§ **Exercise details**:
Carry on the forum thread about a Birmingham gun store owner's at-cost offer to members, starting after its last post.

§ **Selected excerpt**:

•••

# HOWS THIS FOR A DEAL??? GUNS GUNS AND MORE GUNS



## realspeed (Jul 22, 2009)

I know alot of the members on here are from alabama. sooooo. I own a gun store in Birmingham. So any FORUM member wants a gun from me. They can have it at COST+TAX. I'll even show you the invoice. If you are lookin for something just let me know. I look forward to hearing from you guys and meeting some of you also. Florida, Mississippi, Georgia, Tennessee residents can purchase long guns from me. but i know you prolly don't want to make the drive. But the offer is for you guys also.


----------



## Splittine (Nov 24, 2007)

Dang helluva deal. Does this deal go for shipping or does it have to picked up from you.


----------



## dailysaw (Jan 22, 2008)

very nice!! Thanks


----------



## realspeed (Jul 22, 2009)

Honestly not trying to be a d*ck or anything they would need to be picked up. If i was making $$$ off this I would not mind shipping at all. but this is a no profit thing. And i got so much going on. but hey if you are looking for somin let me know hell if i might could make 20-30 bucks and ship it and it still be cheaper for you.... you never know.

•••

§ **Given records**:

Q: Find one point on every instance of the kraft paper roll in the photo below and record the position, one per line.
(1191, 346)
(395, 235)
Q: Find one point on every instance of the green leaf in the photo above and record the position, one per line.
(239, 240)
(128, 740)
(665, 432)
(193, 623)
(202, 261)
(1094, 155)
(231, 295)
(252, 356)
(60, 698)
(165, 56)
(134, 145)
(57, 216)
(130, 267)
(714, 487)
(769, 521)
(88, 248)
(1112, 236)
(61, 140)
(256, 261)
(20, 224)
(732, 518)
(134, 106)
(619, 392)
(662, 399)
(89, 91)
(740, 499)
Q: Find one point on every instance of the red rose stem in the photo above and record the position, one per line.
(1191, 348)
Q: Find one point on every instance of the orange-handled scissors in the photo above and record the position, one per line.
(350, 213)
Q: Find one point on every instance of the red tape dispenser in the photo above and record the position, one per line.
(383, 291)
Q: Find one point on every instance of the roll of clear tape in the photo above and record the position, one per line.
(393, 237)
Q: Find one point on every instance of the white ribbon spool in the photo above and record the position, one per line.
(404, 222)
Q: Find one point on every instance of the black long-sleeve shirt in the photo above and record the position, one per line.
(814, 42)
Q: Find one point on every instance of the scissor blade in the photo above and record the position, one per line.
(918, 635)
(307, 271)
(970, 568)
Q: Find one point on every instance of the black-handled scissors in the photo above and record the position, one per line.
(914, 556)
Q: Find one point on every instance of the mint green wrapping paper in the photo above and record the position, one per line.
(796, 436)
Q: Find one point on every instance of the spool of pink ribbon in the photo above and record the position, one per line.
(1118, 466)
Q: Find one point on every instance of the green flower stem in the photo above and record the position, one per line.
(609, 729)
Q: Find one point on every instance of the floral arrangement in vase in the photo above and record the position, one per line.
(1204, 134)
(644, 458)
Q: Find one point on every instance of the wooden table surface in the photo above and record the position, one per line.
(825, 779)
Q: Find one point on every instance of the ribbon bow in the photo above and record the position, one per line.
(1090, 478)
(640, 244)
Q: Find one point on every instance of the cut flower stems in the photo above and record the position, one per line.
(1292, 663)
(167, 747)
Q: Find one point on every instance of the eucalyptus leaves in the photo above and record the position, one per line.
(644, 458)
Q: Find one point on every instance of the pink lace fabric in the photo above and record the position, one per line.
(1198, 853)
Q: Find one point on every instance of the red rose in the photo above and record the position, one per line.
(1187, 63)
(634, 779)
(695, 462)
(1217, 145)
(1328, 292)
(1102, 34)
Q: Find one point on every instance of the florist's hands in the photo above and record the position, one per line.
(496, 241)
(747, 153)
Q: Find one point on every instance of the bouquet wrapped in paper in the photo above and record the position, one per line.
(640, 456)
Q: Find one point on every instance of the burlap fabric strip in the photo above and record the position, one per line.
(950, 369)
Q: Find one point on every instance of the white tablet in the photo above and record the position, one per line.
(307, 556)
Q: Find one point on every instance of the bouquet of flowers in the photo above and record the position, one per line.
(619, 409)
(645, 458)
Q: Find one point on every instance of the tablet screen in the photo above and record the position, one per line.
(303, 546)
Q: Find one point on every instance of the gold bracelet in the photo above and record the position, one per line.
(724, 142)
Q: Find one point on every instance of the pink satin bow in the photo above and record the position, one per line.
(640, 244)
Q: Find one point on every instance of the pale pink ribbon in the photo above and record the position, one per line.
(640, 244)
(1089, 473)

•••

§ **Exercise output**:
----------



## Splittine (Nov 24, 2007)

> *realspeed (10/16/2009)*Honestly not trying to be a d*ck or anything they would need to be picked up. If i was making $$$ off this I would not mind shipping at all. but this is a no profit thing. And i got so much going on. but hey if you are looking for somin let me know hell if i might could make 20-30 bucks and ship it and it still be cheaper for you.... you never know.


Thats understandable.


----------



## CATCHell (May 19, 2009)

Thanks for the great offer, Interested in a Keltec PF9 for the wife. PM sent Earlier


----------



## BBob (Sep 27, 2007)

Great deals to be had...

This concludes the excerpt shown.